── Texte présenté ──

Ou la volupté en mode Raml
     
     
 

Cette Andalousie, douce et ravageuse, tant sublimée par les poètes, tant regrettée, ce paradis terrestre, Beihdja Rahal nous a transportés vers ses rivages, ses amours, mercredi dernier, au Théâtre de verdure.

Il est 20h32, les musiciens de Beihdja entrent en scène dans l'auditorium du complexe Lhadi-Flici, précédant l'interprète, vêtue du traditionnel karakou blanc argenté et d'un seroual mdewar jaune et tenant sa fidèle kwitra. Sous les applaudissements nourris d'une salle archicomble qui n'a pu accueillir tous les détenteurs de tickets, admirateurs et mélomanes, l'orchestre a donné le la en mode zidane à l'exécution d'une nouba raml, toute en volupté. Une nouba enregistrée en décembre dernier et dont un CD, au titre éponyme, le 17e de l'œuvre que Beihdja a entamée depuis 1995, vient d'être commercialisé par les éditions musicales Belda Diffusion.

Sous les doigts effilés d'un Djhad Labri, le qanoun nous livre aux douces sensations d'un inqilab zidane Saraqa el ghosnou qad mahboubi… Et une joie des sens qui se poursuit à l'écoute d'un btaïhi raml inédit, Kawani el biaâd… que Beihdja Rahal chante pour la première fois en public, et qu'elle tient à préserver de l'oubli, avant d'interpréter un autre btaihi mafqoud Hal ra'eyt chems el acil… que l'on retrouve dans son dernier enregistrement. Un btaïhi où l'invite aux retrouvailles amoureuses, quête éperdue du poète andalou Ibn Zeydoun de sa chère Wellada Bint El Moustkfi, son amour perdu mais jamais oublié.

Et c'est justement d'une versification de ce poète cordouan, à la poésie fluide, que Beihdja Rahal, accompagnée par les violon alto, qanoun et ney, entretissant leurs gammes, nous déclame ce beau istikhbar zidane Laha Allah yamwan ... Mais le plaisir ne s'arrête pas là, grâce à une acoustique au rendez-vous, la nouba se poursuit dans son derdj raml Hadhi min enawm…, ses nesraf raml Netfaradj maâk fi koulli marra… et Dhouqtou lhawa maâ enawa…, Beihdja Rahal et la chorale des musiciens évoluant du grave à l'aigu, du feutré au moins velouté.

Cette nouba raml, renouvelée dans son interprétation, nous a fait découvrir un khlass raml Alif aliftou elboukaâ…, ou une autre manière de comprendre l'abjadia, l'alphabet arabe, dans son rapport à la nature, aux sentiments, et le plus beau d'entre eux, l'amour de l'autre.

───

» **Travail à faire**
1 > Extrayez du compte rendu du concert le passage qui débute aux mots « Cette nouba raml, renouvelée » et s'arrête après « l'amour de l'autre. ».
2 > D'après le compte rendu du concert, indiquez si chacune des affirmations suivantes est conforme au texte, en répondant par oui ou par non et en citant les mots qui le prouvent : (a) les musiciens entrent en scène à 20h32 ; (b) le CD récemment commercialisé est le dixième de l'œuvre de Beihdja Rahal ; (c) Beihdja Rahal chante Kawani el biaâd pour la première fois en public.
3 > Prolongez le compte rendu du concert de Beihdja Rahal au-delà de sa dernière phrase.

── Section des données ──

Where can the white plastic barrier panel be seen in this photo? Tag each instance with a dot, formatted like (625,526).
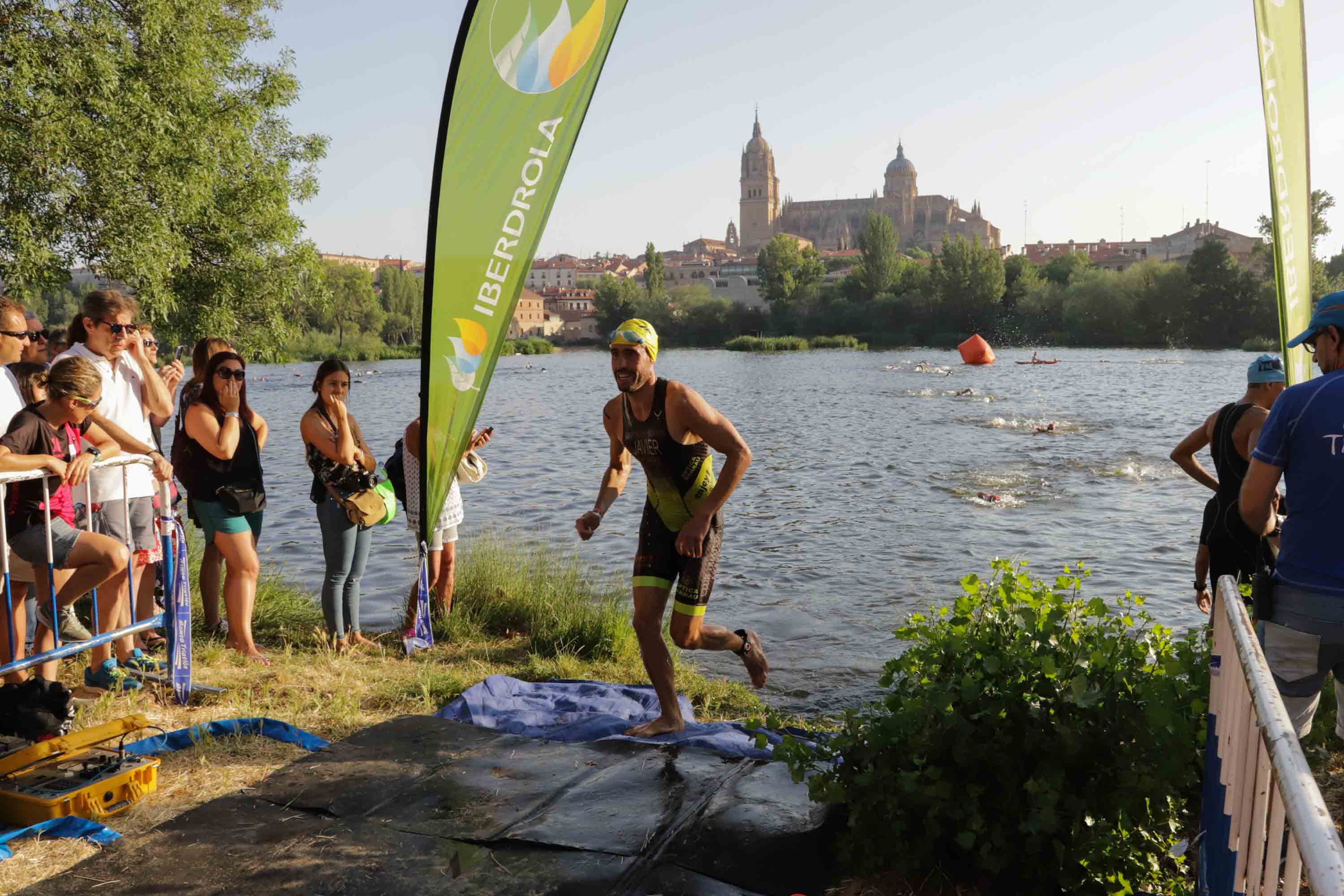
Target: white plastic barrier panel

───

» **Résultats par consigne**
1 >
Cette nouba raml, renouvelée dans son interprétation, nous a fait découvrir un khlass raml Alif aliftou elboukaâ…, ou une autre manière de comprendre l'abjadia, l'alphabet arabe, dans son rapport à la nature, aux sentiments, et le plus beau d'entre eux, l'amour de l'autre.

2 >
(a) Oui : « Il est 20h32, les musiciens de Beihdja entrent en scène ».
(b) Non : « le 17e de l'œuvre que Beihdja a entamée depuis 1995 ».
(c) Oui : « que Beihdja Rahal chante pour la première fois en public ».

3 >
Vers 21h30, le récital, dans sa seconde partie, a été consacré à l'interprétation d'extraits de deux modes andalous orphelins, djarka et araq. Deux modes que Beihdja Rahal avait enregistrés l'année dernière dans un CD intitulé Cha'ryates (Poésiades), hommage aux poétesses andalouses Wellada Bint El Moustkfi, Oum El Hana et Oum El Wafa, mais qu'elle n'avait pu chanter en public.

En guise de prologue à son récital, un court programme hawzi avec la composition en mode zidane du poème immortel de cheikh Ben Omar Tlatha zehwa wa mraha… Une sérénade andalouse où Beihdja Rahal et ses musiciens, le mandoliniste rossignol Mansour Brahim, le oudiste au doigté Mohamed Amine Belouni, et tous les autres instrumentistes qu'on ne pourrait pas ne pas citer, Hamma Nadji au oud, Nacer Rahal et Lhadi Boukoura au violon alto, Sofiane Bouchafa à la derbouka notamment, ont montré l'étendue de leur art.

Organisé sous les auspices des Etablissements Art et Culture de la wilaya d'Alger, le récital de Beihdja Rahal qui a été suivi d'une vente-dédicace de ce dernier album, la Nouba Raml 2, entame une tournée nationale de cette interprète du patrimoine andalou.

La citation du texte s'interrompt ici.